## [REQUEST]
Exactly reproduce the lines from the line containing "Where can the woman in dark" to the end of the data below, inclusive, and nothing else.
BEGIN DATASET RECORDS
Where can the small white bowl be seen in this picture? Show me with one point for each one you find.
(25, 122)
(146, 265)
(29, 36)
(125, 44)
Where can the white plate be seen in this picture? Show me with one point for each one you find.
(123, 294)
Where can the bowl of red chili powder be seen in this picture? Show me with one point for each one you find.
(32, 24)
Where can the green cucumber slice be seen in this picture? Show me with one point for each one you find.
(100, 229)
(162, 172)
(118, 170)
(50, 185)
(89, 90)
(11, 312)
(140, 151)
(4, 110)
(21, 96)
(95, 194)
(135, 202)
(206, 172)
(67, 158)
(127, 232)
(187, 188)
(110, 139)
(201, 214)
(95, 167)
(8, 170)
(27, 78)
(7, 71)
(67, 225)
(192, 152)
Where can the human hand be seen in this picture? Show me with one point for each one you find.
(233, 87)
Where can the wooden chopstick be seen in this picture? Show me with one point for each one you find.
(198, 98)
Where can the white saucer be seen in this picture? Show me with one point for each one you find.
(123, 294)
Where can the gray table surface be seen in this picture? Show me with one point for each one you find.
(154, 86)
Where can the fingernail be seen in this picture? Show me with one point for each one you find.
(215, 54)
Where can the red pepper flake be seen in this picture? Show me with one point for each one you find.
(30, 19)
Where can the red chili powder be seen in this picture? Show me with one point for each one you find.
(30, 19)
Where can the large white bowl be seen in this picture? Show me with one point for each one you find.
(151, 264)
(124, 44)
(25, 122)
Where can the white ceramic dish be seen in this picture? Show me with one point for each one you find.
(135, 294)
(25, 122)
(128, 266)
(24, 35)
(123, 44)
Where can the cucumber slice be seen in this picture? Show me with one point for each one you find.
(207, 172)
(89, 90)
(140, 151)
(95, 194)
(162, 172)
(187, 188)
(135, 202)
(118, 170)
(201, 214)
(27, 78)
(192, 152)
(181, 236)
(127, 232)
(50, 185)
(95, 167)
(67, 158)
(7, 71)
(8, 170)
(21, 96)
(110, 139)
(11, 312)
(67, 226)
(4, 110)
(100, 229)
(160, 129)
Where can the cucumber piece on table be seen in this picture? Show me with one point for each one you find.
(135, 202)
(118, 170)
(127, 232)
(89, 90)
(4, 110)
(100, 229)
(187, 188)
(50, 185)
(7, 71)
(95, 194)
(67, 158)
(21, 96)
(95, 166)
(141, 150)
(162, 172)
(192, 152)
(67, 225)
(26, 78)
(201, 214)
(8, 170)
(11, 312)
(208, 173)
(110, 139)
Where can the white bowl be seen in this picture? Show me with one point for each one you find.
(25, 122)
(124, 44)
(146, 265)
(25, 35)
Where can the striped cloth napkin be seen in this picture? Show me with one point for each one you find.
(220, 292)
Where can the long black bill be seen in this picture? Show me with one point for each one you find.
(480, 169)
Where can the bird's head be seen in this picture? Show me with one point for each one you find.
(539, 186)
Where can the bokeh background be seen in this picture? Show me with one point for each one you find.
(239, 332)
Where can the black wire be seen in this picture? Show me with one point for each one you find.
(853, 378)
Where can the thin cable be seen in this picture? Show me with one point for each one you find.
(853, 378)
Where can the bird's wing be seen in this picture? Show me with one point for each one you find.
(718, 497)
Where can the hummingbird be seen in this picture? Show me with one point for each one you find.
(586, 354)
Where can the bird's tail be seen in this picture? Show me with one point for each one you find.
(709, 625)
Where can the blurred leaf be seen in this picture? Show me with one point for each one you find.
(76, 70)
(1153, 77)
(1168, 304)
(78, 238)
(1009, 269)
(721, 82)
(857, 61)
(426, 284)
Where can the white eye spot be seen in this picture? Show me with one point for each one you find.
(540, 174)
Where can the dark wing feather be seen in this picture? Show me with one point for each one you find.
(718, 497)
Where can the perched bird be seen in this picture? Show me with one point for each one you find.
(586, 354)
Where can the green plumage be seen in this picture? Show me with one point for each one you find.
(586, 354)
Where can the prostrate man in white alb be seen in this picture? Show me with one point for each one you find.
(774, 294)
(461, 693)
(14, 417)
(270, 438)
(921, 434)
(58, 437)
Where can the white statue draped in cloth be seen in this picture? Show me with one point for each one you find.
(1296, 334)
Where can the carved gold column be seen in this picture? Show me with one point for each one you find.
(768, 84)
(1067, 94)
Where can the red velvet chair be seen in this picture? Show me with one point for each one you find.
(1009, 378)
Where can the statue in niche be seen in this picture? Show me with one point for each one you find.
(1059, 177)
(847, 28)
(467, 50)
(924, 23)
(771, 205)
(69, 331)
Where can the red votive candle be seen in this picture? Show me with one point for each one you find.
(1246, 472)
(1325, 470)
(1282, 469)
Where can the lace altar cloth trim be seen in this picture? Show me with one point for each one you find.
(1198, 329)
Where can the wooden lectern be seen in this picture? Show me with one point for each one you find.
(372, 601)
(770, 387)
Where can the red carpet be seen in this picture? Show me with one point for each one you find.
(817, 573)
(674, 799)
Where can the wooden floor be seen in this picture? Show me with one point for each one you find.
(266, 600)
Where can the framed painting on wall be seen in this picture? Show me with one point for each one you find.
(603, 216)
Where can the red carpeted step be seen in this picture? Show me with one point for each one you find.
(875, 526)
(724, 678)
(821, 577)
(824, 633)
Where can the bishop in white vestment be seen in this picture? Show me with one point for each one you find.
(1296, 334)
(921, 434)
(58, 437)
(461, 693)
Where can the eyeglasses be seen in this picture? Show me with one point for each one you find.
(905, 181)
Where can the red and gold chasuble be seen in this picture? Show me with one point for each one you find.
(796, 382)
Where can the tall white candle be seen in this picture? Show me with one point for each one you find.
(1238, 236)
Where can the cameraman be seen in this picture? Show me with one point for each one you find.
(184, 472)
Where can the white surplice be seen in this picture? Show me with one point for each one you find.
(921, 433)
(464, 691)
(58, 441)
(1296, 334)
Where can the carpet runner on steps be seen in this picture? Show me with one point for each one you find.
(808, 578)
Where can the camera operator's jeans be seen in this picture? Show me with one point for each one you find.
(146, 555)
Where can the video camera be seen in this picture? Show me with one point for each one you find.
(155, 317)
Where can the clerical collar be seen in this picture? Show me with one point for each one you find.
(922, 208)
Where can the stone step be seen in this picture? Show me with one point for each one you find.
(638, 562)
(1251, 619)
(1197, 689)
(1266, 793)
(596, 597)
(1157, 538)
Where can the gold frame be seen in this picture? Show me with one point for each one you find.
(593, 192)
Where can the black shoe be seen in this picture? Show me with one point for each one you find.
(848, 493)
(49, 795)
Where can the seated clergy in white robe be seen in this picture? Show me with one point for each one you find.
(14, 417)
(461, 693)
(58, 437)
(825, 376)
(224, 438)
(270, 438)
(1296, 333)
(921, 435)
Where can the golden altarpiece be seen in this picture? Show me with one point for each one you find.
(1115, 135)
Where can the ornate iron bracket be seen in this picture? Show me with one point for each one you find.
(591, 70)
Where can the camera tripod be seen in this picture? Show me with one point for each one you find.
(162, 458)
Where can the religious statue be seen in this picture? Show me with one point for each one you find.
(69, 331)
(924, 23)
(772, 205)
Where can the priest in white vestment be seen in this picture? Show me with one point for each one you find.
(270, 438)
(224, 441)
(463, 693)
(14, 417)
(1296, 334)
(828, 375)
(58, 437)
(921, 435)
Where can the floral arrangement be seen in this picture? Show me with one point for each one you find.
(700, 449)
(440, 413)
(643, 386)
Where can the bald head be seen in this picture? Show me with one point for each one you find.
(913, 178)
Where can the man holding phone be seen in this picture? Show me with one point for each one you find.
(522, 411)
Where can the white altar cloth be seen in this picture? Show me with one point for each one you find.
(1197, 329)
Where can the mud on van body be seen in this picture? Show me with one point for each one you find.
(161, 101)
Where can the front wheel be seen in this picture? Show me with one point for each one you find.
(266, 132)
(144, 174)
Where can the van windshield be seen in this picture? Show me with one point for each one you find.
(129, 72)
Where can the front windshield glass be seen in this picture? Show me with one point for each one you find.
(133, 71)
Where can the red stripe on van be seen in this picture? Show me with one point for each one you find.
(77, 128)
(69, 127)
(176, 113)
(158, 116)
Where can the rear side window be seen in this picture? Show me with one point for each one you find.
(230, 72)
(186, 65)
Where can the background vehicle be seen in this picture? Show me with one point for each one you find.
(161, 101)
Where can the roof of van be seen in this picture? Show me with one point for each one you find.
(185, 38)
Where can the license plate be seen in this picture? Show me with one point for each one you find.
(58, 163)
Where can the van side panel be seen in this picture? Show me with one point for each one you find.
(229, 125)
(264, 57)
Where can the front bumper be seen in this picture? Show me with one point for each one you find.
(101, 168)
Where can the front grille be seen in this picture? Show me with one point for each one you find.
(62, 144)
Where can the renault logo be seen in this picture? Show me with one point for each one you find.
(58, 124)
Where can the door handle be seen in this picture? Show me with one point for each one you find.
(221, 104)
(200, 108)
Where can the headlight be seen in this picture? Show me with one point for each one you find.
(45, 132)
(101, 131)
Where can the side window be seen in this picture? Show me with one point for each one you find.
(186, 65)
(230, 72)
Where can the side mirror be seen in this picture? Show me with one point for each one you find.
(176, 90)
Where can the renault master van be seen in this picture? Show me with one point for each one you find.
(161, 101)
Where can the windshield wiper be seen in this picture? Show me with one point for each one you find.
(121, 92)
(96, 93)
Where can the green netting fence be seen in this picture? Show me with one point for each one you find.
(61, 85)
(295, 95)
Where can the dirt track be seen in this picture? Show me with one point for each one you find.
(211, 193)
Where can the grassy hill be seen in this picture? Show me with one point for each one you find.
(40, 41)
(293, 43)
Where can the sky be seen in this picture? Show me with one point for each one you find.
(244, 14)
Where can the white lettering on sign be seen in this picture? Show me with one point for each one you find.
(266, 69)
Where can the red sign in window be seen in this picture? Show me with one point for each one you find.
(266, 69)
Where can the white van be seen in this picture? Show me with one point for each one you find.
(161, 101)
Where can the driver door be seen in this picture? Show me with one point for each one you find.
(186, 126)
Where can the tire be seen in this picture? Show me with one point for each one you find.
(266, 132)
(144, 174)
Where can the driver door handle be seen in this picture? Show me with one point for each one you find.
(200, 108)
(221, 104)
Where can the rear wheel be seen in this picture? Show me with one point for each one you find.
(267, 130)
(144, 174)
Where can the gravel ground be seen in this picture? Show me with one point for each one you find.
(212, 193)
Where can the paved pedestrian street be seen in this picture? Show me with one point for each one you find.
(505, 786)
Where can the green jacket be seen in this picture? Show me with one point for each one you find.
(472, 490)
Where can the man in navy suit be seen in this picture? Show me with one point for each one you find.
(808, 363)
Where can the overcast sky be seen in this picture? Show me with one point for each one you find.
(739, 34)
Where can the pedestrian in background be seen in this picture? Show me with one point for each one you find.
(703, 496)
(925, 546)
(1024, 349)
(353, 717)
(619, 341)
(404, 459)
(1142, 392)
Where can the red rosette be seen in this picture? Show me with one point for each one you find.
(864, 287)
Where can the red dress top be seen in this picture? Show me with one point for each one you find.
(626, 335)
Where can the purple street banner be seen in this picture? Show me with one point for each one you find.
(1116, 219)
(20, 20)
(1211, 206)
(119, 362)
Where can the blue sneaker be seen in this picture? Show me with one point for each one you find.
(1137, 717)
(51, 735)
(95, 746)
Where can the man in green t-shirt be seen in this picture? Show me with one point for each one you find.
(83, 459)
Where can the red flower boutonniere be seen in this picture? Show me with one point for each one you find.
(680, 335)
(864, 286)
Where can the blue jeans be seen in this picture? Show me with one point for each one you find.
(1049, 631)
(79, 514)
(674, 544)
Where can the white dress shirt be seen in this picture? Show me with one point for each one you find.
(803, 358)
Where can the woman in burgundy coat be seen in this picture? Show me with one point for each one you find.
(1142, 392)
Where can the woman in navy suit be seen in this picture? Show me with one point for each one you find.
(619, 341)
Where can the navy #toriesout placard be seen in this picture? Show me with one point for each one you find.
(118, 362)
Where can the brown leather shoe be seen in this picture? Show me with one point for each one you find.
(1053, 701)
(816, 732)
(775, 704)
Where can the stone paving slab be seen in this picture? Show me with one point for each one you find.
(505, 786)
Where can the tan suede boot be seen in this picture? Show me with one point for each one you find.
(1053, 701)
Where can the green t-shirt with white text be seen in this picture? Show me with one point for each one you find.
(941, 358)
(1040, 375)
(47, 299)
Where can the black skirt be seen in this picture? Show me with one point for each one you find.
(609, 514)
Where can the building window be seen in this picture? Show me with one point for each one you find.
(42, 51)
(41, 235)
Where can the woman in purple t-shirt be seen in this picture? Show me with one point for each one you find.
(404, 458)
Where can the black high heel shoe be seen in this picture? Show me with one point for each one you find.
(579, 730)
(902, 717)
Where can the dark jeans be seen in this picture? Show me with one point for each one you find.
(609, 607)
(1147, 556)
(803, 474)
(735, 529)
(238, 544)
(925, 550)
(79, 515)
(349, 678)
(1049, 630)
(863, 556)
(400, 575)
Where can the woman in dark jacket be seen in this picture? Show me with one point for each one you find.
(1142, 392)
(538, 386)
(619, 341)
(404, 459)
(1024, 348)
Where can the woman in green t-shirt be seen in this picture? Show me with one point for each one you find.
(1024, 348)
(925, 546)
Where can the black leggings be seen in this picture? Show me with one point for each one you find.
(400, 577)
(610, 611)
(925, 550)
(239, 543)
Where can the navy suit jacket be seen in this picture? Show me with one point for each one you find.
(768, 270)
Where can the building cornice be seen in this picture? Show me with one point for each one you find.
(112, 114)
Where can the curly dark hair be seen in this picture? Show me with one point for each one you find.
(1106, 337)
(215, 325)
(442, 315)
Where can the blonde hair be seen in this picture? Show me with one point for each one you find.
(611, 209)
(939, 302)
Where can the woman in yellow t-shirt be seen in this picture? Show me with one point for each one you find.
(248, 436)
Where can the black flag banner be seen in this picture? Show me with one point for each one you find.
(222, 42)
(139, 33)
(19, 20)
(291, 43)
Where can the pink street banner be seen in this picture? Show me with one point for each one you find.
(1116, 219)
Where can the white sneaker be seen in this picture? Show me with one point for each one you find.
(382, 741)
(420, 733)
END DATASET RECORDS
## [THE ANSWER]
Where can the woman in dark jacket be seen in this picture? Show me with one point for each one you find.
(1142, 392)
(538, 386)
(619, 341)
(404, 459)
(1024, 348)
Where can the woman in green t-shirt be seen in this picture? Show me with one point for each one you find.
(1024, 348)
(925, 546)
Where can the black leggings be seen in this picture? Show me with one point for each one you find.
(400, 577)
(610, 611)
(925, 550)
(239, 543)
Where can the navy suit jacket be seen in this picture? Show me with one point for each one you find.
(768, 270)
Where can the building cornice be seen in this picture? Show me with one point for each one you find.
(112, 114)
Where can the curly dark hair be seen in this picture? Show me with one point for each one you find.
(1106, 337)
(215, 325)
(442, 315)
Where can the blonde hair be seen in this picture? Show me with one point for each one you find.
(611, 209)
(939, 302)
Where can the woman in yellow t-shirt be seen in this picture? Show me with one point for each one you find.
(248, 436)
Where can the black flag banner be seen in this picture? Show me with one point for each one you find.
(222, 42)
(139, 33)
(19, 20)
(291, 43)
Where can the pink street banner be seen in this picture? Show me with one point for each one you find.
(1116, 219)
Where can the white sneaker be seen in this picture? Show me with one point for each one you find.
(382, 741)
(420, 733)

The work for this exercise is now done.